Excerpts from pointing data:
════

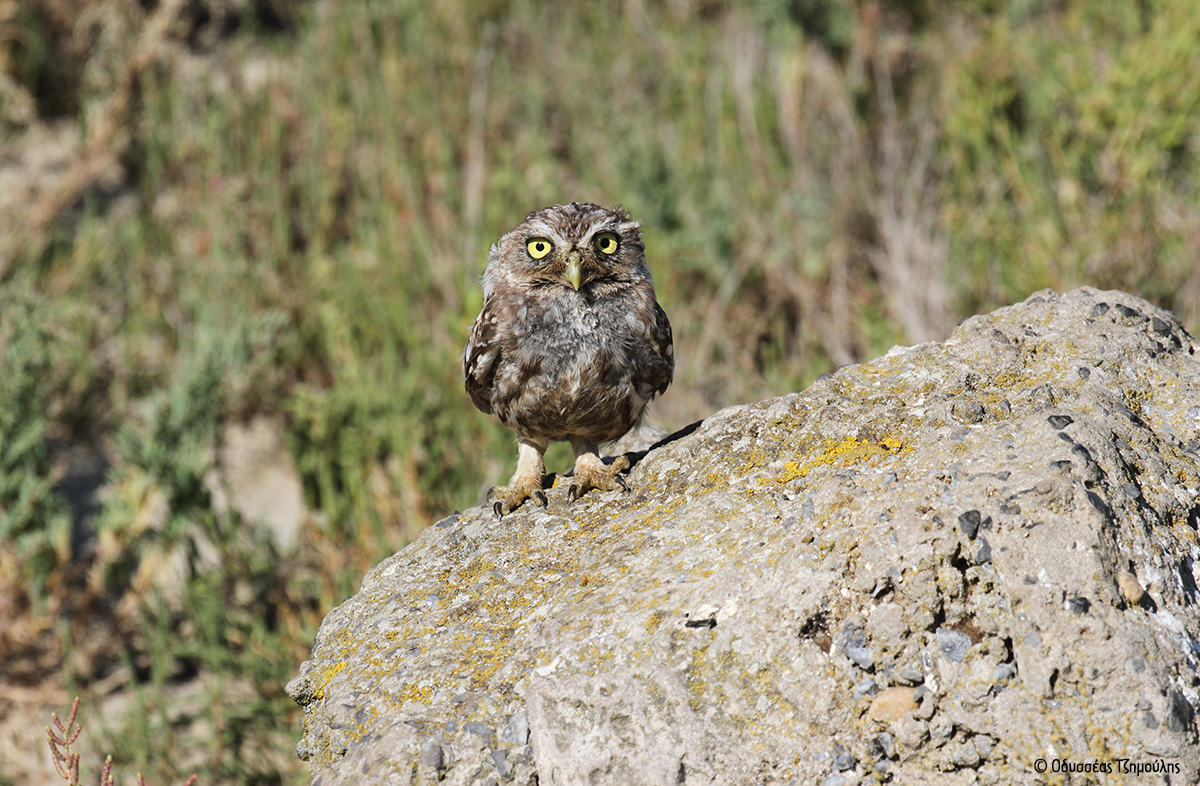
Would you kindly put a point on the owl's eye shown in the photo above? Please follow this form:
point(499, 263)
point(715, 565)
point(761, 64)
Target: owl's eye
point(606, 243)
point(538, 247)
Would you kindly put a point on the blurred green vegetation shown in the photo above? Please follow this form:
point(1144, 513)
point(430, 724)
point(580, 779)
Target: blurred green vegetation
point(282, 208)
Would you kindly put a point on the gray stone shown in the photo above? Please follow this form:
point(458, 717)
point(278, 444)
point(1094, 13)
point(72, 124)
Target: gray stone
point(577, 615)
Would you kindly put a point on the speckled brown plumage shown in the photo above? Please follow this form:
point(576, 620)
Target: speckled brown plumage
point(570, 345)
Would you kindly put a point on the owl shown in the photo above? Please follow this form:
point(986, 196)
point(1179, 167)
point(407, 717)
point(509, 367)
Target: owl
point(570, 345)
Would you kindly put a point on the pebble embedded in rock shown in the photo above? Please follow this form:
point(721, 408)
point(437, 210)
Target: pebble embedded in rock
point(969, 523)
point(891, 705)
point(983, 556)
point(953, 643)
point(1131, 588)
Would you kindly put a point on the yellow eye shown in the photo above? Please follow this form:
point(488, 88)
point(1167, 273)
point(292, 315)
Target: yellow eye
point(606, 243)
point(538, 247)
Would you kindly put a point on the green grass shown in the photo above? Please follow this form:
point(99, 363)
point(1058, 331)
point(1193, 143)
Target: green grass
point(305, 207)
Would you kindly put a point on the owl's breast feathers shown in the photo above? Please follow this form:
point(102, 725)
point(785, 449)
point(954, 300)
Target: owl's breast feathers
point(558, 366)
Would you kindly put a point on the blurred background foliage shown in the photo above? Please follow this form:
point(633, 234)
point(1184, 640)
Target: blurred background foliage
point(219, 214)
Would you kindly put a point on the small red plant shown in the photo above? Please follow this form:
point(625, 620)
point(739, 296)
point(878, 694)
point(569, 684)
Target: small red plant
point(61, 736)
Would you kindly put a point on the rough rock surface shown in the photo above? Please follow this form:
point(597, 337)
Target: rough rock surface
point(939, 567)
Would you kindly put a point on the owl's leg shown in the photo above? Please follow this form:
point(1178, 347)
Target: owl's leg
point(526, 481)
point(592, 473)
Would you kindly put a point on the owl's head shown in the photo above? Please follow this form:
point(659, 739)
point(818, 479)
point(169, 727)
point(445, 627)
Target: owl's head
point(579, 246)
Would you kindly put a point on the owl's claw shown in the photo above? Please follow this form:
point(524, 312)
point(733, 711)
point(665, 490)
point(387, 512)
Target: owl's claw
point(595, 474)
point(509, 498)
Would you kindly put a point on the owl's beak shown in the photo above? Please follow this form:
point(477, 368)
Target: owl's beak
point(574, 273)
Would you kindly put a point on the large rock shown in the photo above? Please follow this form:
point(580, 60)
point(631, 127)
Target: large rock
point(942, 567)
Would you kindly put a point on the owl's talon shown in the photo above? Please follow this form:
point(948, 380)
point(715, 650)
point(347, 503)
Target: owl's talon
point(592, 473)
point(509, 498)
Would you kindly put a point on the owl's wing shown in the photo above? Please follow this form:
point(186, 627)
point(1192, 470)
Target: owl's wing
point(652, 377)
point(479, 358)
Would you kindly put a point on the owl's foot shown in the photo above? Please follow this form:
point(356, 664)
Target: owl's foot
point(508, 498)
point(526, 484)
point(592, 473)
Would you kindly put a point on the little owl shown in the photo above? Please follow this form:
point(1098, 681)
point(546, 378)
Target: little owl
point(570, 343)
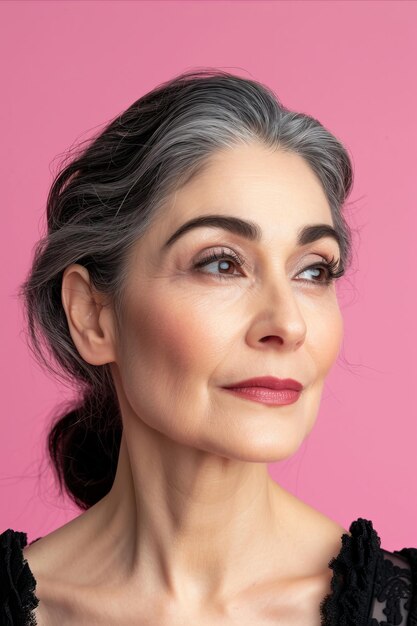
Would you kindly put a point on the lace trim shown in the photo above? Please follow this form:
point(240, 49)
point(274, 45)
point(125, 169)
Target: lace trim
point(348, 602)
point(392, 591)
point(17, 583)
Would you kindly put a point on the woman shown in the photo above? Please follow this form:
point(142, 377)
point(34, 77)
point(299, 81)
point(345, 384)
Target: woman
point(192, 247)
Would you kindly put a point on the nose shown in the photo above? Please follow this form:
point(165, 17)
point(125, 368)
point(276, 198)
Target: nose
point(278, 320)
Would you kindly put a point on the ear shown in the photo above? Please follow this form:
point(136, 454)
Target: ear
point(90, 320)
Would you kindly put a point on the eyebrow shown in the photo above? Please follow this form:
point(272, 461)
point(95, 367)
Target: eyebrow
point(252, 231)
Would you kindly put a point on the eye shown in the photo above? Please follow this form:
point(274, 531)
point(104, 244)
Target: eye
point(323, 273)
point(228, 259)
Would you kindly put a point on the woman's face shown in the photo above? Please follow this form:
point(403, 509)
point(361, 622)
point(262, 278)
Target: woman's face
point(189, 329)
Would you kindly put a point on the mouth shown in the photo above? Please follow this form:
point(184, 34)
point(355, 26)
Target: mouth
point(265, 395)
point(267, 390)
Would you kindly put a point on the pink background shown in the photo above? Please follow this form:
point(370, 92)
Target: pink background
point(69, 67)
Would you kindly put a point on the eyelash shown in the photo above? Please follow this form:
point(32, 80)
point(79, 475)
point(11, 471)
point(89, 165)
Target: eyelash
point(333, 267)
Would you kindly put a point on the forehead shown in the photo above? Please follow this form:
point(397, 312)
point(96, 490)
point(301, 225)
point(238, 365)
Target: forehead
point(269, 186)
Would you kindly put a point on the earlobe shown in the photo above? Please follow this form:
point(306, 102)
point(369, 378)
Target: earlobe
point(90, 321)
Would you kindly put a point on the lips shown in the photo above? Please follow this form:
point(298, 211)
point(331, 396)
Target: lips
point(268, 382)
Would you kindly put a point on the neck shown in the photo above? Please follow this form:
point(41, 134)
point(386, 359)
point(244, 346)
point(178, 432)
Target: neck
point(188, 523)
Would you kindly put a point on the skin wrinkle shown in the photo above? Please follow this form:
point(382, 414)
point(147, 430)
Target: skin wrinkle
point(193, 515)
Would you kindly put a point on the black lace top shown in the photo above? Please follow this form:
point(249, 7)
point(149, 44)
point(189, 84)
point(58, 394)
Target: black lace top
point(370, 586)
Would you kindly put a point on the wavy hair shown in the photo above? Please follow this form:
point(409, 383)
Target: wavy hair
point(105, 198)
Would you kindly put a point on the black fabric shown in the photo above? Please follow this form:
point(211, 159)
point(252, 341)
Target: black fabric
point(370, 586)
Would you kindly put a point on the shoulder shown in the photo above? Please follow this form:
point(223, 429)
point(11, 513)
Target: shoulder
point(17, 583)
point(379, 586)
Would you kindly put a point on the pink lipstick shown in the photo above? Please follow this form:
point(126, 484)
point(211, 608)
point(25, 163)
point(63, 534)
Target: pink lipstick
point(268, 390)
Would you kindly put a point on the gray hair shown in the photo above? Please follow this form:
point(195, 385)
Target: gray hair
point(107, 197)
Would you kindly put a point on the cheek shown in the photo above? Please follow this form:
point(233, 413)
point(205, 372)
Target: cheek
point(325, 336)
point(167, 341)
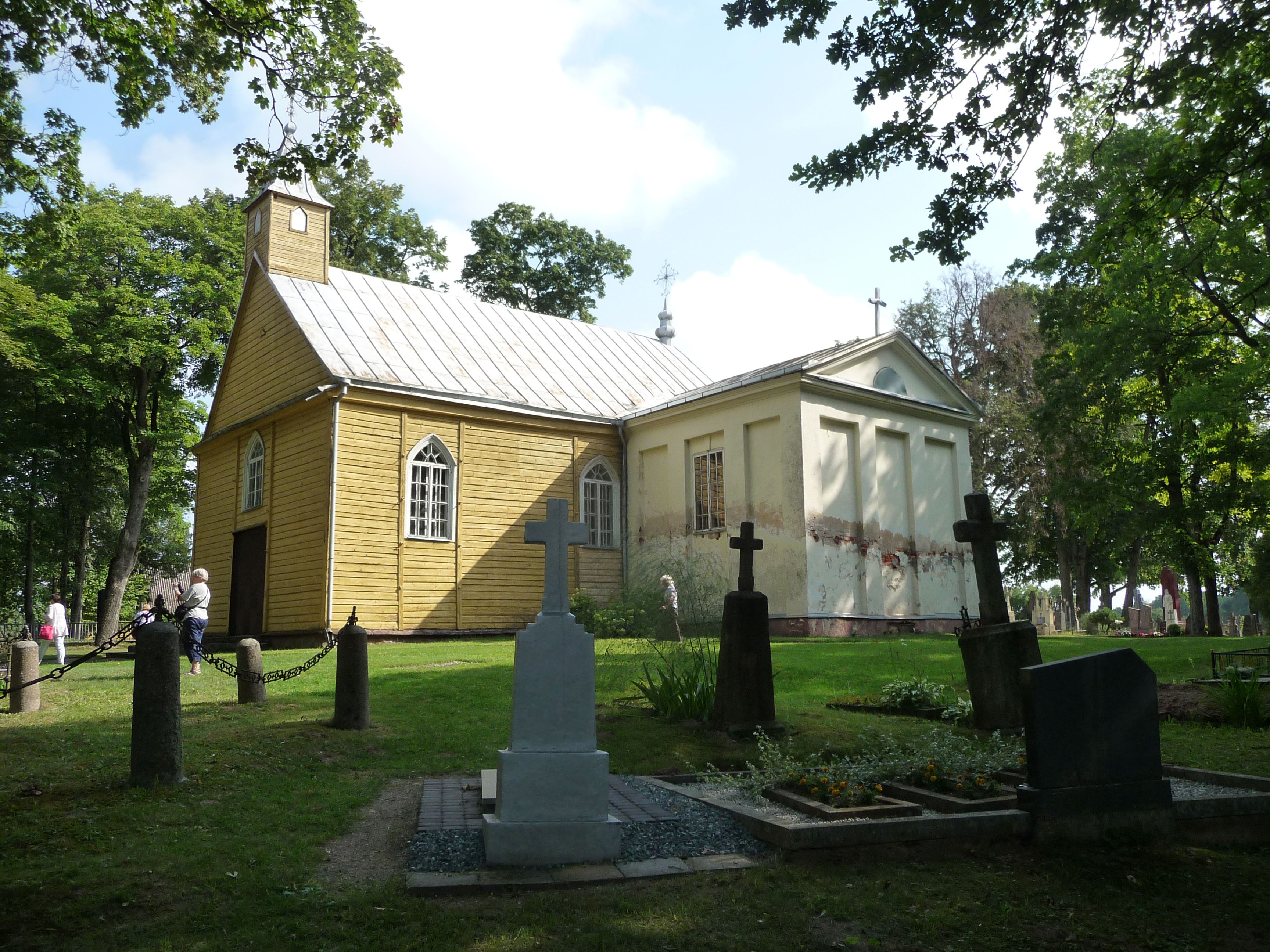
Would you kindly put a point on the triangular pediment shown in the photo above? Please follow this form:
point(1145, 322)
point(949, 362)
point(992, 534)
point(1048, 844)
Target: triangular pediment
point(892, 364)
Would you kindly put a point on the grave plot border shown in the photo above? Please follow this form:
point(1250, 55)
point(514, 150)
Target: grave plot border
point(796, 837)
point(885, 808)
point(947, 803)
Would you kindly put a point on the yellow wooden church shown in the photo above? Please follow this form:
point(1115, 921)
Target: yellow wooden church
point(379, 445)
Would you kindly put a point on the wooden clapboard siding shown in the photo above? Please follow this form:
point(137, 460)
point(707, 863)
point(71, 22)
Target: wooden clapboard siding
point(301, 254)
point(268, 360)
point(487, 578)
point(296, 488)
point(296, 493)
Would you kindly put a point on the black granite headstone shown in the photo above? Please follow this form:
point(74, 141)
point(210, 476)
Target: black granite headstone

════

Task objective
Reproduce all of the material above word for word, but omit the pictures.

Solution for this exercise
Would you kindly put a point on the owl's eye shown in the photo above? Please follow this form:
point(499, 263)
point(715, 565)
point(761, 64)
Target: owl's eye
point(606, 243)
point(538, 247)
Would you kindly put a point on the blurred green vegetation shown in the photo above? Please follow this form:
point(1144, 513)
point(430, 724)
point(580, 779)
Target: blurred green vegetation
point(282, 208)
Would you kindly put a point on the gray stone shown in the photo above? Please follow this form:
point(458, 717)
point(278, 444)
point(1094, 13)
point(72, 124)
Target: gray stone
point(577, 615)
Would you kindly put a point on the speckled brown plumage shown in the photo above? Please follow this form:
point(576, 620)
Target: speckled brown plumage
point(570, 345)
Would you kindly put a point on the owl shown in the photo above? Please follow this form:
point(986, 196)
point(1179, 167)
point(407, 717)
point(509, 367)
Target: owl
point(570, 345)
Would you kindly put a point on the pebble embedded in rock shown in the photo above? Please follow this form:
point(721, 408)
point(437, 210)
Target: pebble embedded in rock
point(969, 523)
point(891, 705)
point(983, 556)
point(953, 643)
point(1131, 588)
Would you kindly put a point on the yellow eye shown in the photo above? Please follow this form:
point(488, 88)
point(1167, 273)
point(292, 315)
Target: yellow eye
point(606, 243)
point(538, 247)
Would you kindly put a point on the green grass shown in the photo above? Please follow this form:
point(99, 363)
point(1058, 331)
point(1193, 143)
Target: green grass
point(305, 207)
Would you kindly put a point on the owl's breast feathers shown in the photo above? Please follow this form:
point(102, 725)
point(785, 449)
point(954, 300)
Target: owl's breast feathers
point(558, 366)
Would you kindly put a point on the blurred background foliage shown in the photo above? Please follow this form:
point(633, 234)
point(1184, 640)
Target: blurred background foliage
point(219, 214)
Would you kindly put a point on the small red plant shown in the photo above? Please follow this form:
point(625, 620)
point(739, 296)
point(878, 694)
point(569, 684)
Target: small red plant
point(61, 736)
Would you kindly put a point on the rough rock surface shown in the photo above? Please follow this form:
point(597, 337)
Target: rough rock surface
point(939, 567)
Would you kindly put a point on the owl's leg shown in the photo above? Please follow this form:
point(1178, 347)
Target: owl's leg
point(526, 481)
point(592, 473)
Would you kindly put a point on the owl's head shown in the photo above? Please follow this form:
point(659, 739)
point(818, 479)
point(169, 727)
point(445, 627)
Target: owl's head
point(579, 246)
Would you kindly put a point on the owl's claw shown in the photo above? Please follow this form:
point(524, 312)
point(733, 711)
point(665, 490)
point(387, 512)
Target: owl's claw
point(595, 474)
point(509, 498)
Would you kindly put a point on the owl's beak shown in the photo above? Please follow this form:
point(477, 368)
Target: owl's beak
point(574, 273)
Would you kindly put a point on the large rock shown in the photo above? Please follow this form:
point(580, 60)
point(631, 127)
Target: large rock
point(942, 567)
Would you kindly put a point on the owl's talon shown in the photo above? Please follow this form:
point(948, 380)
point(715, 650)
point(347, 503)
Target: owl's talon
point(592, 473)
point(509, 498)
Would you kindly put a point on the owl's wing shown in the photo above? Please follow this form:
point(186, 627)
point(1192, 470)
Target: owl's wing
point(652, 377)
point(479, 358)
Would you kindly put a point on the owl's foot shown in the photo above? Please follow this form:
point(356, 664)
Target: owl's foot
point(508, 498)
point(526, 484)
point(592, 473)
Would you kindly put a point on the little owl shown in the photo above? Please follow this form:
point(1098, 681)
point(546, 378)
Target: little owl
point(570, 343)
Would you kindly put a point on the lace trim shown in the photo above? Please follow this form:
point(240, 49)
point(274, 45)
point(125, 169)
Target: lace trim
point(348, 602)
point(392, 591)
point(17, 583)
Would you kindly put a point on the woman shown in the photo above? Please follow this form:
point(142, 377)
point(34, 77)
point(299, 81)
point(345, 384)
Target: woman
point(192, 247)
Would you kindly put a point on the nose shown in the photo above? Please follow this form:
point(165, 17)
point(125, 368)
point(276, 198)
Target: nose
point(278, 320)
Would you kindly put a point on the ear shown in the photo above? Please follow this form:
point(136, 454)
Target: ear
point(90, 320)
Would you kindly put a point on the eyebrow shown in the photo above? Please follow this form:
point(272, 461)
point(95, 367)
Target: eyebrow
point(252, 231)
Would you kindly put a point on the eye shown in the photo above? Please follow this form:
point(274, 531)
point(104, 244)
Target: eye
point(323, 273)
point(228, 259)
Would you kindly put a point on the woman's face shown in the photo above? Please follow this form:
point(403, 509)
point(361, 622)
point(262, 278)
Target: woman's face
point(189, 329)
Would you kindly put a point on the mouth shown in the photo above? Please follow this form:
point(184, 34)
point(355, 26)
Target: mouth
point(265, 395)
point(267, 390)
Would you kindly put a point on the pink background shown in the photo above? Please follow this form:
point(370, 92)
Target: pink background
point(69, 67)
Would you kindly put a point on the eyelash shown in the photo above? Please follow this form:
point(32, 80)
point(79, 475)
point(11, 471)
point(89, 165)
Target: eyelash
point(333, 267)
Would you kindly put a point on the forehead shown in the photo above? Please follow this form:
point(397, 312)
point(96, 490)
point(301, 225)
point(238, 365)
Target: forehead
point(269, 186)
Would you kindly put a point on the earlobe shown in the photo above? Please follow this form:
point(306, 102)
point(369, 378)
Target: earlobe
point(90, 321)
Would you kindly put a point on the lips shown in the photo above? Please follow this form:
point(298, 211)
point(331, 396)
Target: lips
point(268, 382)
Would you kindly put a point on the neck shown in the photo above? Please follow this form:
point(41, 134)
point(386, 359)
point(244, 346)
point(178, 432)
Target: neck
point(188, 523)
Would you kindly put a point on the skin wrinkle shown in the photo above? Please follow this form:
point(382, 414)
point(147, 430)
Target: skin wrinkle
point(193, 515)
Would you kindly put a point on the black lace top shown in the photo above? Please follow this form:
point(249, 7)
point(149, 44)
point(189, 84)
point(58, 394)
Target: black lace top
point(370, 586)
Would you kindly put a point on the wavy hair shown in the photo above? Please follow this form:
point(409, 383)
Target: wavy hair
point(105, 198)
Would you kindly put a point on the black fabric shown in the photo above? Please follow this form:
point(211, 159)
point(252, 341)
Target: black fabric
point(370, 586)
Would you kindly put a point on the shoulder shown in the photo above? Please follow this form:
point(223, 429)
point(11, 513)
Target: shoulder
point(17, 583)
point(379, 586)
Would you kindly put a point on the pink lipstick shown in the photo above? Please follow this form:
point(126, 484)
point(211, 608)
point(25, 163)
point(63, 534)
Target: pink lipstick
point(268, 390)
Would you kindly put a point on the gray hair shown in the photo above? Please follow this form:
point(195, 385)
Target: gray hair
point(107, 197)
Would you kindly put a point on the cheek shown in the photo above? Please follow this form:
point(233, 413)
point(205, 372)
Target: cheek
point(325, 336)
point(167, 341)
Would you kindly put a point on the triangular pediment shown in the photo above? Please follow this form:
point(1145, 322)
point(949, 362)
point(992, 534)
point(1048, 844)
Target: triangular pediment
point(892, 364)
Would you kindly put a point on the grave plot border shown in the photo above? Please follow this form:
point(1250, 55)
point(514, 150)
Target: grave plot border
point(796, 837)
point(885, 808)
point(947, 803)
Would you kindly put a point on the yellow wooden church shown in the photo above? Please follow this form:
point(1115, 921)
Target: yellow wooden church
point(379, 445)
Would you kindly put a point on the wooden clapboard siding shown in the photo above? Please follow this form:
point(137, 460)
point(707, 863)
point(71, 22)
Target: wooden clapboard siding
point(301, 254)
point(268, 360)
point(487, 578)
point(296, 488)
point(296, 493)
Would you kindly put a point on the black granite headstone shown in the photo above? Please follow this form:
point(74, 141)
point(210, 476)
Target: black granite headstone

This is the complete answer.